## INPUT DEL COMPITO:
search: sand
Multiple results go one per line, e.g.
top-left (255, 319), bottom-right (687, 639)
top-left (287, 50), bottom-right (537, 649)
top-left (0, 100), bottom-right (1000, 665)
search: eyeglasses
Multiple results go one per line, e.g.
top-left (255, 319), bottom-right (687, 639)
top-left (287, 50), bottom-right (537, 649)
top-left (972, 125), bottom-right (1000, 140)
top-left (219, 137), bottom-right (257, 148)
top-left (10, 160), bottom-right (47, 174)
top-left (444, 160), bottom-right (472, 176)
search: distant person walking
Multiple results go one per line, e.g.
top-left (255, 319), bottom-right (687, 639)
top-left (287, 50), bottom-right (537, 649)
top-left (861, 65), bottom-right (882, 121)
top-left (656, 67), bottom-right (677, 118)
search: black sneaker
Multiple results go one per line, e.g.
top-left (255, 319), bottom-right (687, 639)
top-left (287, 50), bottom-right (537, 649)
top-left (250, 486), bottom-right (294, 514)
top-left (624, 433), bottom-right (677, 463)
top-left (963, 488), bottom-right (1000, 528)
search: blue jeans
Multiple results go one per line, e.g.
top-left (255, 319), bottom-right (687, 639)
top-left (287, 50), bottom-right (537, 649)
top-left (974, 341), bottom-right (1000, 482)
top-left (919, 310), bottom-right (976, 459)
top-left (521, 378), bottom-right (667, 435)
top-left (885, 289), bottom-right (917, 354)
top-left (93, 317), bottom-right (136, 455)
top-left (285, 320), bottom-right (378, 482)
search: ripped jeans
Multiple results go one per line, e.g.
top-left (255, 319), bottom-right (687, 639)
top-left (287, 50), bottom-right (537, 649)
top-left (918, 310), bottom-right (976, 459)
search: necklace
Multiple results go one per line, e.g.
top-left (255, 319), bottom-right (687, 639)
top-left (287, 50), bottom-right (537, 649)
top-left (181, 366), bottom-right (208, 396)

## PROBLEMA BREVE:
Riporta senza alcuna modifica tutte le righe qui sopra.

## SOLUZIONE ESERCIZIO:
search: sand
Multiple results go one per line, e.g.
top-left (255, 319), bottom-right (687, 639)
top-left (287, 50), bottom-right (537, 649)
top-left (0, 100), bottom-right (1000, 665)
search: eyeglasses
Multiple results go one per line, e.g.
top-left (255, 319), bottom-right (687, 639)
top-left (287, 50), bottom-right (537, 649)
top-left (972, 125), bottom-right (1000, 140)
top-left (219, 137), bottom-right (257, 148)
top-left (10, 160), bottom-right (47, 174)
top-left (444, 160), bottom-right (472, 176)
search: distant person walking
Multiple results go one per line, e.g.
top-left (255, 319), bottom-right (687, 639)
top-left (287, 50), bottom-right (537, 649)
top-left (861, 65), bottom-right (882, 121)
top-left (656, 67), bottom-right (677, 118)
search: black sneaker
Multiple results go one per line, e.g.
top-left (255, 319), bottom-right (687, 639)
top-left (287, 50), bottom-right (537, 649)
top-left (250, 486), bottom-right (294, 514)
top-left (624, 433), bottom-right (677, 463)
top-left (963, 488), bottom-right (1000, 528)
search: blue jeans
Multiple results go one per line, e.g.
top-left (255, 319), bottom-right (687, 639)
top-left (287, 50), bottom-right (537, 649)
top-left (974, 341), bottom-right (1000, 482)
top-left (919, 310), bottom-right (976, 459)
top-left (521, 378), bottom-right (667, 435)
top-left (885, 289), bottom-right (917, 354)
top-left (93, 317), bottom-right (136, 455)
top-left (285, 320), bottom-right (378, 482)
search: ripped jeans
Multiple results go one per line, e.g.
top-left (255, 319), bottom-right (687, 639)
top-left (287, 50), bottom-right (537, 649)
top-left (918, 310), bottom-right (976, 459)
search: necklace
Multiple results go one per line, e.g.
top-left (255, 319), bottom-right (687, 639)
top-left (287, 50), bottom-right (537, 649)
top-left (181, 366), bottom-right (208, 396)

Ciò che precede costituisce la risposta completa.